» **WORK REQUIRED**
First find the line containing "Target: blue and red bus" in the data, then set it down exactly along with every line after it, through the last.

» **AVAILABLE RECORDS**
Start of Block

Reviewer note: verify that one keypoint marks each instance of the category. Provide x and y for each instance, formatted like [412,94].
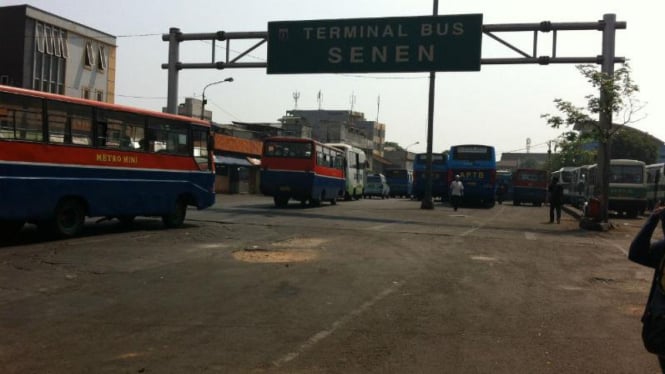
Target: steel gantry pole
[174,56]
[427,202]
[605,115]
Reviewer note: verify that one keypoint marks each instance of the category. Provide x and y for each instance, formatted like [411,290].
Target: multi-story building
[45,52]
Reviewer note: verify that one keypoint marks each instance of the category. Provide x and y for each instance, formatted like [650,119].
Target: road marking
[314,339]
[469,231]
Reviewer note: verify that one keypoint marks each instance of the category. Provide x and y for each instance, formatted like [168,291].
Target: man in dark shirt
[650,253]
[555,191]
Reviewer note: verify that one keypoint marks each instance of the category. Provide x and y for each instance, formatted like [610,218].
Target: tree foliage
[578,144]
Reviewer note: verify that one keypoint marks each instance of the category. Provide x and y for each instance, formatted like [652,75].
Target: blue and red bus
[439,175]
[63,159]
[530,186]
[301,169]
[476,166]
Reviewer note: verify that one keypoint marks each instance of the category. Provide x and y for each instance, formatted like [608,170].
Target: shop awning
[232,160]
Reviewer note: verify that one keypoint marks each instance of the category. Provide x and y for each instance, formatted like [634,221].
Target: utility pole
[427,202]
[605,116]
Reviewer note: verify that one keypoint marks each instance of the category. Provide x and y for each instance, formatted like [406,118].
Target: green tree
[616,100]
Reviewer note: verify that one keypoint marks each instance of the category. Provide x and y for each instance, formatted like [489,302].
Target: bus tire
[8,229]
[126,221]
[176,217]
[281,201]
[68,219]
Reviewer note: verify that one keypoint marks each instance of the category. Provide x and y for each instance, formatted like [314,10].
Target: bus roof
[100,104]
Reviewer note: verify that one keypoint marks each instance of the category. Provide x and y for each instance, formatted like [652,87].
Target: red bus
[530,186]
[301,169]
[64,158]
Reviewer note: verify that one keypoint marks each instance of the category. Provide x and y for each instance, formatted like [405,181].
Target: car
[376,186]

End of Block

» **TASK RESULT**
Target: blue and red bus
[439,175]
[63,159]
[530,186]
[301,169]
[476,166]
Reviewer note: verify that one keypoint marks each instance of the category. Provide x and y for each instance, formatted like [608,170].
Target: shop awning
[232,160]
Reviewer note: verify that one keypoint marks each instance of the category. Provide x and y for each instance, formatted like [634,221].
Target: utility pole
[427,202]
[605,116]
Reviewer note: verify that one keypoint marks each instance of the category. Provide x and y for each instance, formatted like [406,118].
Target: green tree
[616,100]
Reviewer note: verify that one keypoint marks each instance of the category. Provide x and y for each instance, formatted like [489,302].
Target: bus tire
[8,229]
[126,221]
[176,217]
[281,201]
[68,219]
Reviewer note: verify that one keypoint marks each instance of the category. Provide x and y for each instance, formatted like [314,10].
Target: bus roof
[100,104]
Reviewer note: verify that one keypoint marks each instance of the category. Provide x and y for each instance, formatted like [652,87].
Target: red bus
[530,186]
[301,169]
[64,158]
Reviewer note: verify that one keypoint marks each instance of the category. Provide x and y for each instance, formatted like [405,181].
Target: car
[376,186]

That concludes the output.